**TEXTO**
********

O condutor do veículo Honda ... referiu-se a sinais de derrapagem deixados pelo seu veículo e mencionou o uso do travão de mão a fim de evitar a colisão, manobra mais própria da competição automóvel e que bem dominada permite a execução de derrapagens controladas.
Anote-se que os rastos de derrapagem não têm o valor indiciário para efeitos de determinação da velocidade de circulação que têm os rastos de travagem pois resultam da causação de desequilíbrio no veículo e do aproveitamento da força centrífuga daí resultante.
Os dois condutores que intervieram na eclosão do sinistro deram versões diametralmente opostas sobre a forma como ocorreu, versões que não se coadunam com as consequências físicas verificadas nos veículos.
As duas testemunhas que afirmaram ter visto o acidente, inquiridas em sessões distintas da audiência final e que circulavam no mesmo veículo deram versões muito diferentes do mesmo.
O condutor do veículo Peugeot não foi ouvido.
A condutora do veículo Toyota afirmou que o veículo Honda vindo da via de trânsito oposta àquela em que circulava, colidiu contra a traseira esquerda do seu veículo, quando circulava na via de trânsito mais à esquerda, projetando o seu veículo para a direita.
Os sinais de colisão na parte traseira esquerda do veículo Toyota, pela altura a que os vestígios são aparentes e pela sua natureza (recorde-se que há sinais de fricção, não sendo significativo o amolgamento dessa zona do veículo Toyota), não são compatíveis com uma colisão frontal, mas antes com um encosto lateral. Por outro lado, uma colisão com a parte traseira de um veículo determina em regra uma deslocação da frente do veículo para o sentido oposto àquele em que é exercida a força do veículo que colide contra o outro.

********

**ENTRADAS LISTADAS**
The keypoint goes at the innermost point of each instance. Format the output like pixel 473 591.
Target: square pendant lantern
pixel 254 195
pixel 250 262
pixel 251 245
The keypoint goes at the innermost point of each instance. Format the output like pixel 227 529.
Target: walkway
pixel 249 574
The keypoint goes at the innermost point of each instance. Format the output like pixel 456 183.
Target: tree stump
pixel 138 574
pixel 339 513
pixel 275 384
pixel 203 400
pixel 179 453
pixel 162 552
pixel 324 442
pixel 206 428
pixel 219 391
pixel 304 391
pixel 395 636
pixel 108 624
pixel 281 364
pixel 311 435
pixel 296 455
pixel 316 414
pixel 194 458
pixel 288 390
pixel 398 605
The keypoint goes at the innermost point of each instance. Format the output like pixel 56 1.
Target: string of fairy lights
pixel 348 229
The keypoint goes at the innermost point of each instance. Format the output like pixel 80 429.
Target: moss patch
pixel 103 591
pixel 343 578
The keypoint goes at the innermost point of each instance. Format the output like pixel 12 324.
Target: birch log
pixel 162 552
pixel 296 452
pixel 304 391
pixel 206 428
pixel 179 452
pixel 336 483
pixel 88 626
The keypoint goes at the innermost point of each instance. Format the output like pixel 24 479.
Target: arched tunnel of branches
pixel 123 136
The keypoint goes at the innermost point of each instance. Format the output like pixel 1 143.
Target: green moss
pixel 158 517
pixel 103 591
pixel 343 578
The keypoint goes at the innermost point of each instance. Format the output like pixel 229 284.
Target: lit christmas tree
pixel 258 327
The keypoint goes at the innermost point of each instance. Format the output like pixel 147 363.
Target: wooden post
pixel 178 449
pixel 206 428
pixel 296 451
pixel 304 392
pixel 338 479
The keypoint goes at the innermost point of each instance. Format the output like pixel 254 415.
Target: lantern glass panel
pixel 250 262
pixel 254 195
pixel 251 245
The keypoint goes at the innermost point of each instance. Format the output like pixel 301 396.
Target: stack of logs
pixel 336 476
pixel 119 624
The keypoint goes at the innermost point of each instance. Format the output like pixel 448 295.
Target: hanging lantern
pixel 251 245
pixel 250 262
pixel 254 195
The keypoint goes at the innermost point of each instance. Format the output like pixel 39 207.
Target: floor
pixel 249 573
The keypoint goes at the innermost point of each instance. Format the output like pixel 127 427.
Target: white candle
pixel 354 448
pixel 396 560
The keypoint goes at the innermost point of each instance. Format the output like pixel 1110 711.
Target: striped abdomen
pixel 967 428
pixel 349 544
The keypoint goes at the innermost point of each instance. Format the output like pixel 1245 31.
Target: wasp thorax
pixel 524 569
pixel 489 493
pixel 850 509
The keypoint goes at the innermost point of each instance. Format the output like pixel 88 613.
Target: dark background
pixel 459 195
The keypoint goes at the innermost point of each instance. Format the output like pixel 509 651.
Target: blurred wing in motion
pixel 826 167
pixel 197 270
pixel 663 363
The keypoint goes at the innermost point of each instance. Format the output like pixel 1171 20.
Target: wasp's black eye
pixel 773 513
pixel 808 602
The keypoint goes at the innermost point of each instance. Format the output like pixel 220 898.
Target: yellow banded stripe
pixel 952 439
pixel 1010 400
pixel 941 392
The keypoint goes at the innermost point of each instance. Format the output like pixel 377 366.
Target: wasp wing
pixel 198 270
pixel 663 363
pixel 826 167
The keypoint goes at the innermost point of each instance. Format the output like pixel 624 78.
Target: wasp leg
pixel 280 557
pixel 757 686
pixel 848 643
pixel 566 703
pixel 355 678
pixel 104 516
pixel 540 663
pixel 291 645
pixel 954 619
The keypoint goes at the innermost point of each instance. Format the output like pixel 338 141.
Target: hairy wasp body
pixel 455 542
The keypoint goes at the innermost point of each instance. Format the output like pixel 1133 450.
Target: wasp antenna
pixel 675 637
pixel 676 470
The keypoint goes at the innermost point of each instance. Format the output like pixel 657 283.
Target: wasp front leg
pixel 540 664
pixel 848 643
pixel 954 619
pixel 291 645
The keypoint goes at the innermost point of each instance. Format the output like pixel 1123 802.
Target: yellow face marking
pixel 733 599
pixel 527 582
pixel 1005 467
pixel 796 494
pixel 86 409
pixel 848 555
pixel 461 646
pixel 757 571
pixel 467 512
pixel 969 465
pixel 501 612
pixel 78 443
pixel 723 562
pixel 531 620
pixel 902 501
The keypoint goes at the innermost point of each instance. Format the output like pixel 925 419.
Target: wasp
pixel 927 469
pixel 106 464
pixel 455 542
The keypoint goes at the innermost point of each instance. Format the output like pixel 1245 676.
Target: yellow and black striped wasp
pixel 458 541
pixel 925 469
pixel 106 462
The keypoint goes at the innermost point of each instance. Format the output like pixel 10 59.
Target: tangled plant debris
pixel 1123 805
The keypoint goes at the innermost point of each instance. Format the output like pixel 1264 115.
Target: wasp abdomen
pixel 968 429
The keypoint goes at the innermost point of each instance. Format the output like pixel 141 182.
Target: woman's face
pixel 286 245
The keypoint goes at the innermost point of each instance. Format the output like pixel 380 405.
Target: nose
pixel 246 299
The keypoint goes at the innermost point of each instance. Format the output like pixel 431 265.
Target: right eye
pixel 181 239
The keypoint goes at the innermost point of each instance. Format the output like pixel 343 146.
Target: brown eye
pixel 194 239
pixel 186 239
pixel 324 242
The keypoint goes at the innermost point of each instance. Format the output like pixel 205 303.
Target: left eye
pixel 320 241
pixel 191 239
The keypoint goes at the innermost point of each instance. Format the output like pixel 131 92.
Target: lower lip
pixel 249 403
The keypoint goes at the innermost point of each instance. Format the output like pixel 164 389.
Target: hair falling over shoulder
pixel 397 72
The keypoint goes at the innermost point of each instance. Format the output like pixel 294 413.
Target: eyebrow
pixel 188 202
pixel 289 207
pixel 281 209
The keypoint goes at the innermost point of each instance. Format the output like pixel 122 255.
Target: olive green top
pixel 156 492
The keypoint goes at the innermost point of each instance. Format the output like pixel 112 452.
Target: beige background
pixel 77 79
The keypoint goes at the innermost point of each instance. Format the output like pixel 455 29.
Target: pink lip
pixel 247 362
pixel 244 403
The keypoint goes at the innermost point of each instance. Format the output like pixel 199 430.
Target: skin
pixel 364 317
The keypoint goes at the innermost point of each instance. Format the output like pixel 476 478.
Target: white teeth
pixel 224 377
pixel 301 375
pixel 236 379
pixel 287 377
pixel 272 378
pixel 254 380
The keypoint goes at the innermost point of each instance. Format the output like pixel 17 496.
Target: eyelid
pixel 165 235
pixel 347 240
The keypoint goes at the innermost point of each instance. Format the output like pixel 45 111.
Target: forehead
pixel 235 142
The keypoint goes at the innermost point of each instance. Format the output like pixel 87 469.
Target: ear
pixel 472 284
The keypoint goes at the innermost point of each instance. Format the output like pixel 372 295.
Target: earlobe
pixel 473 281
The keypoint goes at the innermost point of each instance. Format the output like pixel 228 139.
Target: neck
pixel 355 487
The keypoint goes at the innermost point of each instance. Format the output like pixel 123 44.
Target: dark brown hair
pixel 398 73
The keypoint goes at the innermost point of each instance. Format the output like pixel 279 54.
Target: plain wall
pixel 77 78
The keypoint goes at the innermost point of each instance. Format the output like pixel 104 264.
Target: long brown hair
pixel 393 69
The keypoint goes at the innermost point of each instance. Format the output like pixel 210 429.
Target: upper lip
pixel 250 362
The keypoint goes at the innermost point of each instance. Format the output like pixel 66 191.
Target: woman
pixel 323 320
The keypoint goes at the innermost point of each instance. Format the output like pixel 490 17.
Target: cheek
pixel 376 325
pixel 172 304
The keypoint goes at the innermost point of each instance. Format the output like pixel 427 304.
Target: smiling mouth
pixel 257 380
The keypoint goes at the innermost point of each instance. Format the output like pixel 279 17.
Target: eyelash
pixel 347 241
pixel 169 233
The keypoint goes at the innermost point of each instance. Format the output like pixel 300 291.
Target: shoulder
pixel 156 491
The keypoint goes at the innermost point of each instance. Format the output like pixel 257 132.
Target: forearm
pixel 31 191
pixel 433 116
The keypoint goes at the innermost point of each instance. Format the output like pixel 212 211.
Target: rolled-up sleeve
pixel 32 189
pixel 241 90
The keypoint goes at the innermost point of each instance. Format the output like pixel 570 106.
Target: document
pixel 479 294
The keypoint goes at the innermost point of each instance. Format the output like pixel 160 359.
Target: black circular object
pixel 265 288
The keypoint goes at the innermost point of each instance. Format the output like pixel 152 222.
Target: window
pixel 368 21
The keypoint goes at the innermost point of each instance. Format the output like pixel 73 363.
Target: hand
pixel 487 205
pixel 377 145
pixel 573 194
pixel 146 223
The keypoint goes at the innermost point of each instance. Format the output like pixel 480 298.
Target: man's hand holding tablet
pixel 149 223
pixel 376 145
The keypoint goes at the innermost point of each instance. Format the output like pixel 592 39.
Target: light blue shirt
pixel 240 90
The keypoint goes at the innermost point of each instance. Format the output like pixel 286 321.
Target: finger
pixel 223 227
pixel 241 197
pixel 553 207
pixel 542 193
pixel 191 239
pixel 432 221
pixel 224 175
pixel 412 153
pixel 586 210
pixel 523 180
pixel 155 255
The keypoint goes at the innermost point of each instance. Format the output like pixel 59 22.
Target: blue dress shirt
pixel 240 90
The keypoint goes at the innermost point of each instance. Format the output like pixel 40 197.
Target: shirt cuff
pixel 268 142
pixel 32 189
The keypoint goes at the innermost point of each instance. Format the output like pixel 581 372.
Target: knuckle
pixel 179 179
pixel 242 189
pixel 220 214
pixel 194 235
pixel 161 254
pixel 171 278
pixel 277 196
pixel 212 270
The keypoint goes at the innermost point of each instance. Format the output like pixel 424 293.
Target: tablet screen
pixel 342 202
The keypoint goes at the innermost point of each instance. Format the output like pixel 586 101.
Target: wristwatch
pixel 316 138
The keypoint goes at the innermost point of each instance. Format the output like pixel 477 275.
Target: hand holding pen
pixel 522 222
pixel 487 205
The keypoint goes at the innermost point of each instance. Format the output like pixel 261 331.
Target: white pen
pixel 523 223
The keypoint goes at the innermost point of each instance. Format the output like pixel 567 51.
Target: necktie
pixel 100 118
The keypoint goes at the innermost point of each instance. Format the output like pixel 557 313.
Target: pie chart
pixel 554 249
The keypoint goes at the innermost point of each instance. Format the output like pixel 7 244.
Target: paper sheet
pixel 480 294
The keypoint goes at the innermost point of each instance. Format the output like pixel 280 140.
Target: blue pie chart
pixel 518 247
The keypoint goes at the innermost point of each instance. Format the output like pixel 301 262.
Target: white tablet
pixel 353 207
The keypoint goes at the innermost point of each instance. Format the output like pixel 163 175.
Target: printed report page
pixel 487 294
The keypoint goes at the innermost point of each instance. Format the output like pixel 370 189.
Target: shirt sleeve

********

**INSTRUÇÕES A SEGUIR**
Responda com base no texto sobre o acidente:
(a) Que manobra o condutor do veículo Honda mencionou ter usado para evitar a colisão?
(b) Qual condutor não foi ouvido?
(c) Segundo a condutora do veículo Toyota, em que via de trânsito ela circulava quando houve a colisão?

**RESPOSTA ABAIXO**
(a) O uso do travão de mão.
(b) O condutor do veículo Peugeot.
(c) Na via de trânsito mais à esquerda.